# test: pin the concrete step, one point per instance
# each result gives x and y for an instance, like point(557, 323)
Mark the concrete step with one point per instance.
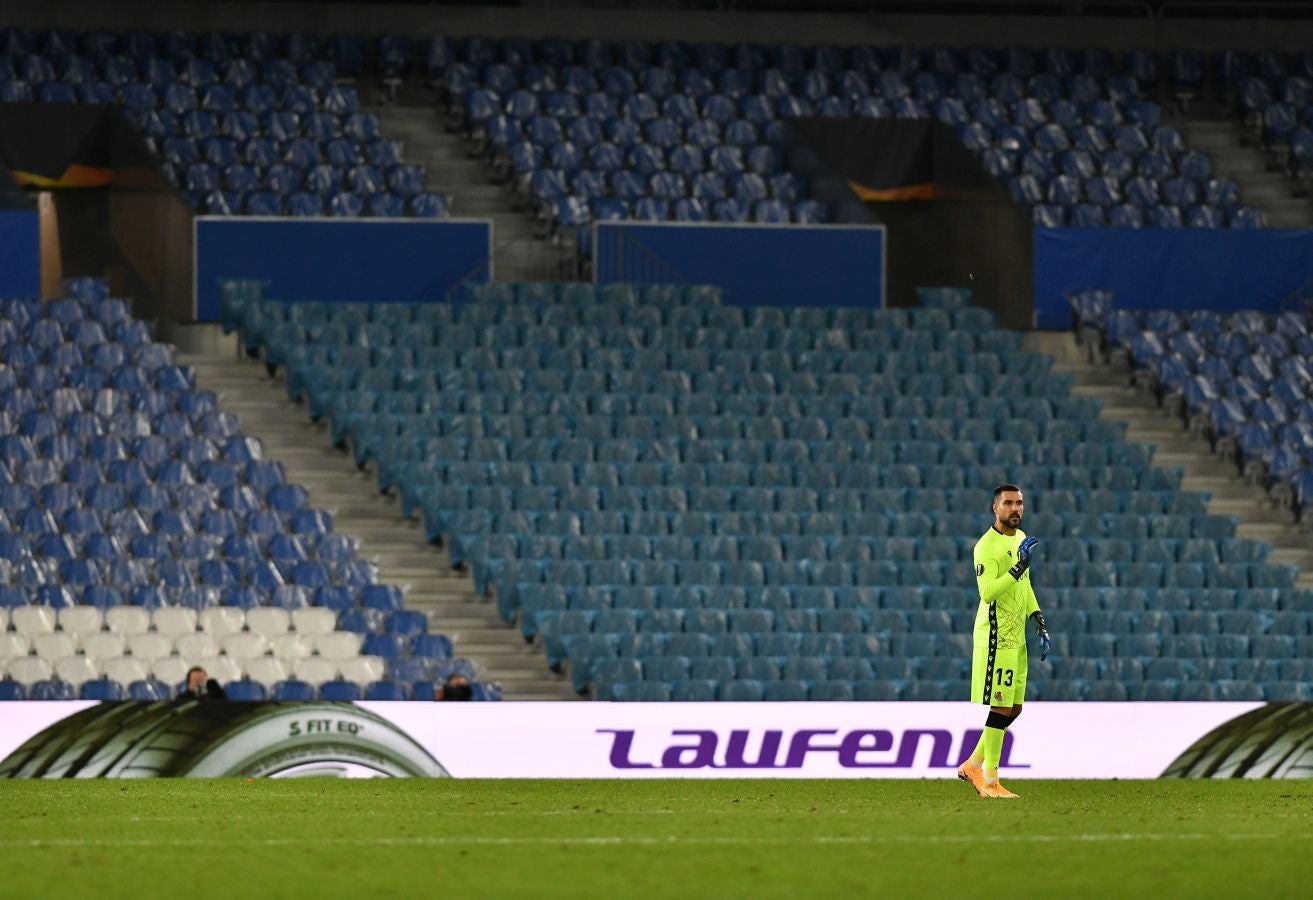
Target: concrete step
point(1194, 464)
point(1278, 534)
• • • • •
→ **Directions**
Track down every line in the entries that includes the string "instance", and copy it.

→ **Exercise result**
# test: pin the concrete step, one point per instance
# each result gives x and y for an instance, like point(557, 323)
Mark the concrete step with one point per instance.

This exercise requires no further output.